#### EXERCISE REQUIREMENTS:
Set it all down exactly, every record and every line.

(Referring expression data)
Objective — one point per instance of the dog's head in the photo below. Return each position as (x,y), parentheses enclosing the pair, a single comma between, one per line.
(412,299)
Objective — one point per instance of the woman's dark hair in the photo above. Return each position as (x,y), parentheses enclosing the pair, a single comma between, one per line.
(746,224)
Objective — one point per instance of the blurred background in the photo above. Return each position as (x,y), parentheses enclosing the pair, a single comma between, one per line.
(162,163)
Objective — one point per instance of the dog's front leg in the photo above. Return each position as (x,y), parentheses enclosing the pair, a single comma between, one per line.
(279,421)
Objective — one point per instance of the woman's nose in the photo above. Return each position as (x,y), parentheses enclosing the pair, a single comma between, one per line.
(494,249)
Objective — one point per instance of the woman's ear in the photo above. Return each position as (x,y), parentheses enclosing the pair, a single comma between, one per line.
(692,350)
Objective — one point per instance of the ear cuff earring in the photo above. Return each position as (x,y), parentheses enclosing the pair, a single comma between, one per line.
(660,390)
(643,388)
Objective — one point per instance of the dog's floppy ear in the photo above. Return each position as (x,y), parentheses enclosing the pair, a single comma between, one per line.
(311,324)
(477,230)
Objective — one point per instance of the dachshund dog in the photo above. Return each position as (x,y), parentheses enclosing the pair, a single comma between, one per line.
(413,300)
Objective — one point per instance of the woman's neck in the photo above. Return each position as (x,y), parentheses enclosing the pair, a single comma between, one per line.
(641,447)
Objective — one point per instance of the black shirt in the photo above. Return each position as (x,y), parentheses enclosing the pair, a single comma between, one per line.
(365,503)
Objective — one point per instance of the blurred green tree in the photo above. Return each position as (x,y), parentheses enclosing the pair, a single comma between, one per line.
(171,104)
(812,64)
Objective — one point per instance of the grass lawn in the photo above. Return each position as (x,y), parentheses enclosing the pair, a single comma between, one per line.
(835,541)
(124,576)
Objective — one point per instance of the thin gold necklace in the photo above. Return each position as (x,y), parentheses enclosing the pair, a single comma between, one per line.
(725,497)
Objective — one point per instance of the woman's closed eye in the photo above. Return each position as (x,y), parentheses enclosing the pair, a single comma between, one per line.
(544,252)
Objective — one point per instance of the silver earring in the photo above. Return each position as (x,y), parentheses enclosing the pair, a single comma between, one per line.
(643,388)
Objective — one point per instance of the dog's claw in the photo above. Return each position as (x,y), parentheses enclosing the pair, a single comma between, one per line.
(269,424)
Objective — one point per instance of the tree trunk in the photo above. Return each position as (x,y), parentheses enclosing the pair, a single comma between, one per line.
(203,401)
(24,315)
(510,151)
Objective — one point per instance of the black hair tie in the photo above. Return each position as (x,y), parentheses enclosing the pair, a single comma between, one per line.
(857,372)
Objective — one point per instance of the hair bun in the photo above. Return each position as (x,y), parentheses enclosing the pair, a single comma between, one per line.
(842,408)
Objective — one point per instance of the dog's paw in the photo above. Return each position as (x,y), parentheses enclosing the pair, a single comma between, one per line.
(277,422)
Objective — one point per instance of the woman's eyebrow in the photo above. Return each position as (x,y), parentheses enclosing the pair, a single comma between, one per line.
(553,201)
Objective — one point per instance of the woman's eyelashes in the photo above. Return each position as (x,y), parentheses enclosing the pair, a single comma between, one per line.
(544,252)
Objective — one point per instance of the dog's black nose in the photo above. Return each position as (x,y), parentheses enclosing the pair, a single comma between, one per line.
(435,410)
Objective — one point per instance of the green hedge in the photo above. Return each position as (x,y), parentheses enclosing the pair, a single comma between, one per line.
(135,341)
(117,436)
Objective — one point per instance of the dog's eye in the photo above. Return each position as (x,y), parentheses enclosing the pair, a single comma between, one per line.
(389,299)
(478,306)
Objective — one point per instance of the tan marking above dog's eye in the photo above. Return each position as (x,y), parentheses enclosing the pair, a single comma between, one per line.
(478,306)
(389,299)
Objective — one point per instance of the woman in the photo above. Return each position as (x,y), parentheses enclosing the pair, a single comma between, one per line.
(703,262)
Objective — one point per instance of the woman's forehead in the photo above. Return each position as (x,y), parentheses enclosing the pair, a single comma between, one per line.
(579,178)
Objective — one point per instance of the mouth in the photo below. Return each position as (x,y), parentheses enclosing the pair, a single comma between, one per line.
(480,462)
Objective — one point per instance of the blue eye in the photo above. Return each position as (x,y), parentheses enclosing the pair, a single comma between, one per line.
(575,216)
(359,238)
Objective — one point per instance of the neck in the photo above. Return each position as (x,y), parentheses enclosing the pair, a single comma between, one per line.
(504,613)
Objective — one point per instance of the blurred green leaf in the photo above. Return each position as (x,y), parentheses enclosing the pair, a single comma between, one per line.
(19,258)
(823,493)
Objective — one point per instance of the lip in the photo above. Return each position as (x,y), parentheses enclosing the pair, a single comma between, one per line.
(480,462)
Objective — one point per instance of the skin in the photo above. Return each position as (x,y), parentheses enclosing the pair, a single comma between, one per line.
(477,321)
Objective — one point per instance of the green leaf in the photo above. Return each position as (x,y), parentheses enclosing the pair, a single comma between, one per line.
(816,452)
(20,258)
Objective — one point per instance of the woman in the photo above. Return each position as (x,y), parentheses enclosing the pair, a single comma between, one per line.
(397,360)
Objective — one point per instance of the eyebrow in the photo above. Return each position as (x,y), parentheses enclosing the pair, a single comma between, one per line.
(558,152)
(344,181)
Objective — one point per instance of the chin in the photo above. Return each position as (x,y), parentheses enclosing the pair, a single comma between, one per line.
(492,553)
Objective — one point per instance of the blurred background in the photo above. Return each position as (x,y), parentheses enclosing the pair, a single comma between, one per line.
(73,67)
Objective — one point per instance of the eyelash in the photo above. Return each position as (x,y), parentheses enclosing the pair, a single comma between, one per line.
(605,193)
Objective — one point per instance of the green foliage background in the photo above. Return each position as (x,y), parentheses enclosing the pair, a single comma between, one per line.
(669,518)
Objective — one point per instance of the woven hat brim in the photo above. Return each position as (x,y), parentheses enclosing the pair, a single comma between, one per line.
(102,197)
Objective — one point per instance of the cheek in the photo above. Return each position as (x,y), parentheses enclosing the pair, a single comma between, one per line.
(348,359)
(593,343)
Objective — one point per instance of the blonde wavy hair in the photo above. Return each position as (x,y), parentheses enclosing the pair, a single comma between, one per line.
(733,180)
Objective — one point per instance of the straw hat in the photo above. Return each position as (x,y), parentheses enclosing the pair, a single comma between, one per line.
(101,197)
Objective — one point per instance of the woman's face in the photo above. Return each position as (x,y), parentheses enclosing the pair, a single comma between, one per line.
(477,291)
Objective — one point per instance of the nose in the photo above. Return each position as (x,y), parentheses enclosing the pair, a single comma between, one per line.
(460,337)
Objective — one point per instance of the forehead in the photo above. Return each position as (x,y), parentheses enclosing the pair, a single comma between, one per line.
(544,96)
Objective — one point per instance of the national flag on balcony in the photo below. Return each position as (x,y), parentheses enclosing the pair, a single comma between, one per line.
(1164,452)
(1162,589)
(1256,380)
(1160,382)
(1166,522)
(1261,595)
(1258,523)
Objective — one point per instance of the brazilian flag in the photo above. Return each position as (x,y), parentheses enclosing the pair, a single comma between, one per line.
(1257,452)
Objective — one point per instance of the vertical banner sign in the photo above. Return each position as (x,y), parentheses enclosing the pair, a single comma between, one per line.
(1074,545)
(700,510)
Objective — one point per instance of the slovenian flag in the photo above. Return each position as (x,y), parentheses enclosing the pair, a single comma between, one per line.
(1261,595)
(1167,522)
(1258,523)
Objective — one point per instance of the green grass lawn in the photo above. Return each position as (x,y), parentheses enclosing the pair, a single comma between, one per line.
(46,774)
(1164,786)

#### TASK ANSWER:
Objective — one point per instance of the dog's head in the photo below. Return each position as (x,y), parentheses enclosing the pair, a single comma between, one per line.
(412,299)
Objective — one point per instance of the woman's dark hair in the photo above. Return each position as (x,y), parentheses enclosing the pair, a single comma between, one per line.
(746,224)
Objective — one point per instance of the blurred background in the photo above. Return each position as (x,y), parentheses enclosing the pair, a single comma between, one per line.
(162,163)
Objective — one point per instance of the dog's front leg in the photo above. Return each position as (x,y), parentheses enclosing the pair, a single comma between, one per line.
(279,421)
Objective — one point per instance of the woman's nose in the photo above. Return each position as (x,y), parentheses enclosing the pair, a single comma between, one per line.
(494,249)
Objective — one point per instance of the woman's ear in the photo above. Return each position as (x,y), parentheses enclosing the pair, a single comma between, one per line.
(692,350)
Objective — one point per instance of the ear cuff earring in the photo above. Return each position as (x,y), parentheses enclosing the pair, a single comma between, one per line.
(660,390)
(643,388)
Objective — one point per instance of the dog's floppy ear in the photo above. Return each position as (x,y), parentheses enclosing the pair, a single comma between, one per line.
(311,324)
(477,230)
Objective — one point per instance of the dachshund dog in the photo above. Return each position as (x,y), parentheses enclosing the pair, a single comma between, one per line.
(413,300)
Objective — one point per instance of the woman's neck in the photo above. Return each position as (x,y), parentheses enclosing the pair, a single comma between, one per line.
(641,447)
Objective — one point per instance of the black shirt in the photo above. Return each position as (x,y), parentheses enclosing the pair, a single comma between, one per line.
(365,503)
Objective — one point per instance of the blurred green tree in the photo above. Return each position as (x,y), parentheses enclosing the pair, a single comma between, one per line.
(171,104)
(812,64)
Objective — one point per instance of the grass lawn in the photo above. Return each position as (x,y), parentheses enclosing the pair, a single comma between, one per line.
(835,541)
(124,576)
Objective — one point per instance of the thin gold necklace in the photo above. Return each position as (x,y), parentheses enclosing the pair, a single comma between, one per line.
(725,497)
Objective — one point per instance of the woman's closed eye in the photo above. Return each position as (x,y), parentheses enclosing the pair, a single comma between, one per line.
(544,252)
Objective — one point per instance of the silver earring in the photo above. Return each position as (x,y), parentheses enclosing the pair, a single comma between, one per line.
(643,388)
Objective — one point per instance of the dog's claw in the photo above. Return each position as (x,y), parentheses enclosing the pair, a single comma between, one per line.
(269,424)
Objective — one point per instance of the tree trunk in the photo above. Return each position as (x,y), parentheses enclosing the pair, a single comma between, one per line.
(203,401)
(24,315)
(510,151)
Objective — one point per instance of the black hair tie in the photo above. Return each position as (x,y), parentheses enclosing the pair, a single comma between, one per line.
(857,372)
Objective — one point per instance of the hair bun in the photo above. Return each position as (x,y), parentheses enclosing the pair, a single comma between, one per line.
(842,408)
Objective — one point per instance of the dog's paw in the photo above. Return each position as (x,y), parentheses enclosing the pair, a single comma between, one per line.
(277,422)
Objective — one point per instance of the woman's eyebrow in the photo above. Return each position as (x,y), parentheses enclosing the pair, a single comma between, one per line.
(553,201)
Objective — one point per instance of the woman's eyelashes in the photo above. Return each position as (x,y), parentheses enclosing the pair, a single comma between, one per line.
(544,252)
Objective — one point per instance of the dog's black nose in the photo above. Return each position as (x,y), parentheses enclosing the pair, a single comma between, one per line.
(435,410)
Objective — one point per instance of the green hedge in the photo above. Return each position as (x,y), parentheses enclosing the pair, a single comma between, one per line.
(135,341)
(117,436)
Objective — one point per instance of the dog's eye in the photo above. Return each position as (x,y), parentheses enclosing the pair, a single comma between, one per line.
(389,299)
(478,306)
Objective — one point per instance of the tan marking above dog's eye in the photo above. Return each position as (x,y), parentheses enclosing the pair, a single comma between, one per line.
(478,306)
(389,299)
Objective — one point per instance of the woman in the photo above. Return each position as (x,y), parentheses enclosing the pair, a single comma between, one per line.
(703,262)
Objective — one point per instance of the woman's forehead in the photo above. Return each position as (x,y), parentheses enclosing the pair, a single comma between, one per line.
(579,178)
Objective — one point per instance of the mouth in the photo below. Return each position as (x,y), parentheses enclosing the pair, a single comma between, one per line.
(480,462)
Objective — one point per instance of the blue eye in the photo above. Return each position as (x,y), parentheses enclosing the pair, a single comma between, one per line.
(575,216)
(359,238)
Objective — one point per instance of the neck in the photo above. Return each position as (x,y), parentheses enclosing the pair, a single comma between, one per line.
(504,613)
Objective — one point per instance of the blurred green leaf in the photo above. Return each position as (x,y), parentheses enclosing the pair, a single comma between, one per line.
(19,258)
(823,493)
Objective — one point per instance of the lip in the photo above. Return each position as (x,y), parentheses enclosing the pair, a single comma between, one per line.
(480,462)
Objective — one point per instance of the skin in the photo above. Return each position as (x,y), parentheses enclosing the pair, a single comma between, one per line.
(477,321)
Objective — one point per instance of the green leaf in the photo above. Return each position as (x,y), parentheses enclosing the pair, a single comma between, one per line.
(816,452)
(20,258)
Objective — one point per instance of the woman in the photo above. Return each position as (x,y), parentheses enclosing the pair, a single comma between, one per line.
(397,360)
Objective — one point per instance of the eyebrow in the photo above. Return each position as (x,y), parentheses enclosing the pair, a single comma between, one per line.
(558,152)
(344,181)
Objective — one point per instance of the chin in the photo above. Return each position as (x,y), parentheses enclosing the pair, a single comma between, one per line.
(492,553)
Objective — one point per instance of the blurred background in the photo above. Return each position as (x,y), parentheses enclosing the pair, a single comma between, one per line.
(73,67)
Objective — one point per instance of the eyelash in the photo above. Return each position as (x,y), parentheses enclosing the pair, a single comma between, one per line.
(605,193)
Objective — one point per instance of the green foliage background in the photo above. Return each position as (x,y), parentheses enclosing the pair, a single comma between, one per line.
(669,518)
Objective — one point per instance of the woven hat brim in the photo above. Return each position as (x,y), parentheses enclosing the pair, a single comma between, one per line.
(102,197)
Objective — one point per instance of the cheek in the photo above. Return each position as (x,y), parentheses enclosing the pair, a single comma between, one per line.
(348,359)
(593,343)
Objective — one point per instance of the blonde wavy hair in the photo above. Return each position as (x,y), parentheses enclosing the pair, a single comma between, one per line.
(733,180)
Objective — one point per instance of the straw hat in the photo above. Return each position as (x,y), parentheses enclosing the pair, a single comma between, one per line.
(101,197)
Objective — one point per instance of the woman's face in the photo above. Return each position as (x,y), parentheses enclosing the pair, a single comma between, one per line.
(477,291)
Objective — one point per instance of the nose in the photo above. Return each position as (x,y), parentheses enclosing the pair, a single comma between, one per line.
(460,337)
Objective — one point per instance of the forehead in the photo above. Return each position as (x,y), parentheses enclosing the pair, a single comma between, one per line.
(544,96)
Objective — one point per instance of the national flag on balcony in the photo below. Return each position as (x,y), parentheses enclosing the pair, a single comma between, one per line.
(1164,452)
(1162,589)
(1256,380)
(1160,382)
(1166,522)
(1261,595)
(1258,523)
Objective — one point per instance of the brazilian flag in the photo above. Return each position as (x,y), parentheses enclosing the pair, a single comma between, one per line.
(1257,452)
Objective — one point per instance of the vertical banner sign in the photo above. Return each position as (x,y), parentheses enclosing the pair, a single comma between, one per line.
(1074,545)
(700,510)
Objective — one point per instance of the slovenian flag in the photo above. Return each position as (x,y), parentheses enclosing the pair, a single comma between, one per line.
(1261,595)
(1167,522)
(1258,523)
Objective — one point per instance of the green grass lawn in the photo above. Return each position as (x,y), parentheses enclosing the pair, a single comma between, one per line.
(46,774)
(1164,786)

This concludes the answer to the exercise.